WHAT THIS TASK INVOLVES: Rewrite the records from the line containing "Object detection labeling — target class: flowing" through the end of the records, changing "boulder" to "stone" and leaving everything else as it is.

Extracted data entries:
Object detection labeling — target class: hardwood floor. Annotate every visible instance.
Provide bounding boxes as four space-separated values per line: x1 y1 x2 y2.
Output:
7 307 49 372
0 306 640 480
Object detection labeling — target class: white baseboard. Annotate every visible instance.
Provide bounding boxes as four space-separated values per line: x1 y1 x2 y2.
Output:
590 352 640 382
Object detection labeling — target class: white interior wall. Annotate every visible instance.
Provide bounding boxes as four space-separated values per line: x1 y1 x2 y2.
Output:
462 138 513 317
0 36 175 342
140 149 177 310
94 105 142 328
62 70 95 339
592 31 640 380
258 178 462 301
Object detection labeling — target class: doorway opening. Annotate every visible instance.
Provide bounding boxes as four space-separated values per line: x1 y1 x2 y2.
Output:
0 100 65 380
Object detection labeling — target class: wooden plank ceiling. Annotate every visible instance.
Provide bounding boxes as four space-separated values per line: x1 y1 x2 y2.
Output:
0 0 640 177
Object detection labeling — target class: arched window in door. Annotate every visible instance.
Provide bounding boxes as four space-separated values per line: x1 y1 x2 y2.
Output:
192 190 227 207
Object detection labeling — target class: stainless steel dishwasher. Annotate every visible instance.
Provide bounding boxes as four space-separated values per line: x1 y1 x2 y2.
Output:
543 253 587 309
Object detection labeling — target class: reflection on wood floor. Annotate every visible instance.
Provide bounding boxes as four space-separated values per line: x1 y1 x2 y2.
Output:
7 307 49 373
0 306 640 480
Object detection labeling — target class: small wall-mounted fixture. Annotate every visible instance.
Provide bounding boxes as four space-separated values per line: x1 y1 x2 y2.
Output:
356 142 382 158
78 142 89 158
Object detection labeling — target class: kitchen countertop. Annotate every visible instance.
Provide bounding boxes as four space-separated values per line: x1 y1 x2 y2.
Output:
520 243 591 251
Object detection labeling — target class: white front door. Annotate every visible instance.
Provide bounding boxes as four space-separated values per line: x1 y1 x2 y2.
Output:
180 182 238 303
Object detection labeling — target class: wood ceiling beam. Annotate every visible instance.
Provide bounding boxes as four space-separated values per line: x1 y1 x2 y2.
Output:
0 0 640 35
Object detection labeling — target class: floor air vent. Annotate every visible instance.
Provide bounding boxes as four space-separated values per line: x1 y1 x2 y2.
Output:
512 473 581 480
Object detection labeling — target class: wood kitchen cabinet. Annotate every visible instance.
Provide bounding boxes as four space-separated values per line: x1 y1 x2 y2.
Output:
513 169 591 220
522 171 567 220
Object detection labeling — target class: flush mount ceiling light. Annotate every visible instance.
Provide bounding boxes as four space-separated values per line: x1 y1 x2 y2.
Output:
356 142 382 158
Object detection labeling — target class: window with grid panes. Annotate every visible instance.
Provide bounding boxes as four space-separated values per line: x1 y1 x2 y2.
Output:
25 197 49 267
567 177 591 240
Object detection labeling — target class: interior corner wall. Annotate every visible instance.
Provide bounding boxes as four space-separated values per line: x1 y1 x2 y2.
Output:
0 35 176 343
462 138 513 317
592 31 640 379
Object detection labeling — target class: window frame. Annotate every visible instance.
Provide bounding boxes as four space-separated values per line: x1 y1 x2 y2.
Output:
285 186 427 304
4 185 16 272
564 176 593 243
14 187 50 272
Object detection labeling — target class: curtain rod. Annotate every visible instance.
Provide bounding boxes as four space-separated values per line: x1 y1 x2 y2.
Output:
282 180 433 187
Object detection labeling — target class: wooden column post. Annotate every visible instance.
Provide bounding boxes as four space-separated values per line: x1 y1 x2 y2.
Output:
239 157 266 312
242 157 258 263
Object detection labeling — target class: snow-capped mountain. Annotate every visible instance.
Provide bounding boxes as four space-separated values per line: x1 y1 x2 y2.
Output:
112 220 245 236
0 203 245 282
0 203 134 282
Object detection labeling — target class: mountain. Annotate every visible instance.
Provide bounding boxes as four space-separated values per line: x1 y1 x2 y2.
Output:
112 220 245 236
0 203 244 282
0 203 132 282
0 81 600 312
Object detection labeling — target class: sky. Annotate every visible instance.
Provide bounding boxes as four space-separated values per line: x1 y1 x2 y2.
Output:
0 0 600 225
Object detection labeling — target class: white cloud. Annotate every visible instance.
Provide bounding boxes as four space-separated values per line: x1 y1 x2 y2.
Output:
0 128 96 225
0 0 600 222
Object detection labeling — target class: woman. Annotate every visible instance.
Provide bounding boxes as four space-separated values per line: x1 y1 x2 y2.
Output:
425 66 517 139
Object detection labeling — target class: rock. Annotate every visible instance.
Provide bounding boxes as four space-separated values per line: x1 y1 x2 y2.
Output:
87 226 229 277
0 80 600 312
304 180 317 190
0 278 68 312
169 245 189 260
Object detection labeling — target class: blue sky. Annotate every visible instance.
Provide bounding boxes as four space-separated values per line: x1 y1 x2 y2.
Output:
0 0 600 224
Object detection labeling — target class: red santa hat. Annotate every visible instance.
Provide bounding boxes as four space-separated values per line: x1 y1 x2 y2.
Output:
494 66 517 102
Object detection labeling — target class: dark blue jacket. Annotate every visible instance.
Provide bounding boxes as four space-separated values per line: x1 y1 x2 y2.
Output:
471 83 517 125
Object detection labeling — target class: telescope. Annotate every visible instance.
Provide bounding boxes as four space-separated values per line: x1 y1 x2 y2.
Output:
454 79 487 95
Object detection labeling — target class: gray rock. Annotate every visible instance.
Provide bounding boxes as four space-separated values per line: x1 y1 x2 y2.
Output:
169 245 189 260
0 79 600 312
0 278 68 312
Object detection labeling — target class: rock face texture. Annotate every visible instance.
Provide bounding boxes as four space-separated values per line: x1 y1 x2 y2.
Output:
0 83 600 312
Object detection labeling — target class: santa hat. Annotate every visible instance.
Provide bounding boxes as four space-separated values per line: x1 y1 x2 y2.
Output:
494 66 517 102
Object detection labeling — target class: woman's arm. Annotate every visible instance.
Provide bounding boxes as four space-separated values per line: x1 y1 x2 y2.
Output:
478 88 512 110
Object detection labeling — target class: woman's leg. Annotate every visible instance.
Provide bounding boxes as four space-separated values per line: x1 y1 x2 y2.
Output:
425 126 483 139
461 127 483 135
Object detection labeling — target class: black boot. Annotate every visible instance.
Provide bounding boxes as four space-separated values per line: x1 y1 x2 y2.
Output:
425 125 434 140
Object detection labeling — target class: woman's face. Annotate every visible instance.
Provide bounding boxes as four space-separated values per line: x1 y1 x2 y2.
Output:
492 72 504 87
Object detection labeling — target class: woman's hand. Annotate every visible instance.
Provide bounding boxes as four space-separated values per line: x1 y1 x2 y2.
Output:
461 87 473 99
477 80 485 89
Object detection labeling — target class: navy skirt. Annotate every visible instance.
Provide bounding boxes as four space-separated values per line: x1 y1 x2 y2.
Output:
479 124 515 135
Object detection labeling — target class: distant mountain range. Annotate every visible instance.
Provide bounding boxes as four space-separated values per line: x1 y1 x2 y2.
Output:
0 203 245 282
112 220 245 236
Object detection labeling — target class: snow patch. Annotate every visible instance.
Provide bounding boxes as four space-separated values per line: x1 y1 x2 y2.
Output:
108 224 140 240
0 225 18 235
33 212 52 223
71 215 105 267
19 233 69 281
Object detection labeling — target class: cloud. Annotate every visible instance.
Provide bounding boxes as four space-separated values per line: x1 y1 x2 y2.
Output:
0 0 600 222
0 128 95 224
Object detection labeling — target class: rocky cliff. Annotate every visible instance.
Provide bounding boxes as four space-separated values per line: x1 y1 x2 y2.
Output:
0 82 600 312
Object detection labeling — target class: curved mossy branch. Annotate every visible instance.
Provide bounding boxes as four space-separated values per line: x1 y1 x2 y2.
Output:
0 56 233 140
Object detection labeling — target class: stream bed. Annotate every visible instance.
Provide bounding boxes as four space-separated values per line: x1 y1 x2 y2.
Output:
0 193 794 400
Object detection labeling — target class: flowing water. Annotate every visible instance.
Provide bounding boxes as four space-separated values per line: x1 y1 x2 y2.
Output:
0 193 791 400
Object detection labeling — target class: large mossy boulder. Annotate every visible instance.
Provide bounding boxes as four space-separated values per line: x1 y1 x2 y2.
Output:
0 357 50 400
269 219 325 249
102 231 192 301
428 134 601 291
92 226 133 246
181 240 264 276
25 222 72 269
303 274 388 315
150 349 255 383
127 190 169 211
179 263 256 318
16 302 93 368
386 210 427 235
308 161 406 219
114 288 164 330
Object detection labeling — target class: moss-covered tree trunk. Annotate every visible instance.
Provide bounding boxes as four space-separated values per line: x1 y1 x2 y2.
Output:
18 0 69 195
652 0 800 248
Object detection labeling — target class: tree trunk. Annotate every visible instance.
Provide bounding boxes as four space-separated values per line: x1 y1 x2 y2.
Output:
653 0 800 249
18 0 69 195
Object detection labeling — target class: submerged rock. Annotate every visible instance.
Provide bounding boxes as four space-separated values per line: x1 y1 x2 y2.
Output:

REPLY:
Object detection labeling — target class: flowing water. Annotate every visible instance.
Provide bounding boxes as four space-separated values per line: x1 y1 x2 y2.
Output:
0 193 791 400
Object detection labeling — target class: large mossy stone. Annotate every visible instance.
Provide bounding boxes as four space-separated values per line: x1 y1 x2 y2.
Output:
0 357 50 400
269 219 325 249
102 231 192 301
428 134 601 291
92 226 133 246
181 240 264 276
25 222 72 269
303 274 388 315
150 349 255 383
127 190 169 211
179 263 256 318
16 302 93 368
386 210 427 235
308 161 406 219
114 288 164 330
Object detection labeling — target class: moss-covered tree trunk. Annotate every visible instance.
Provide bounding boxes as four space-separated values per line: x1 y1 x2 y2.
Output:
18 0 69 195
652 0 800 248
Object detection labeling — target class: tree trunk. Annotate every visible instance.
Provide bounding boxes as four space-separated values per line: x1 y1 x2 y2.
Output:
653 0 800 249
18 0 69 195
Object detection labeling — target class: submerged rock. Annotate every visible instance.
Provide bounding boxes as four space-separated values per line: x1 y1 x2 y2.
Output:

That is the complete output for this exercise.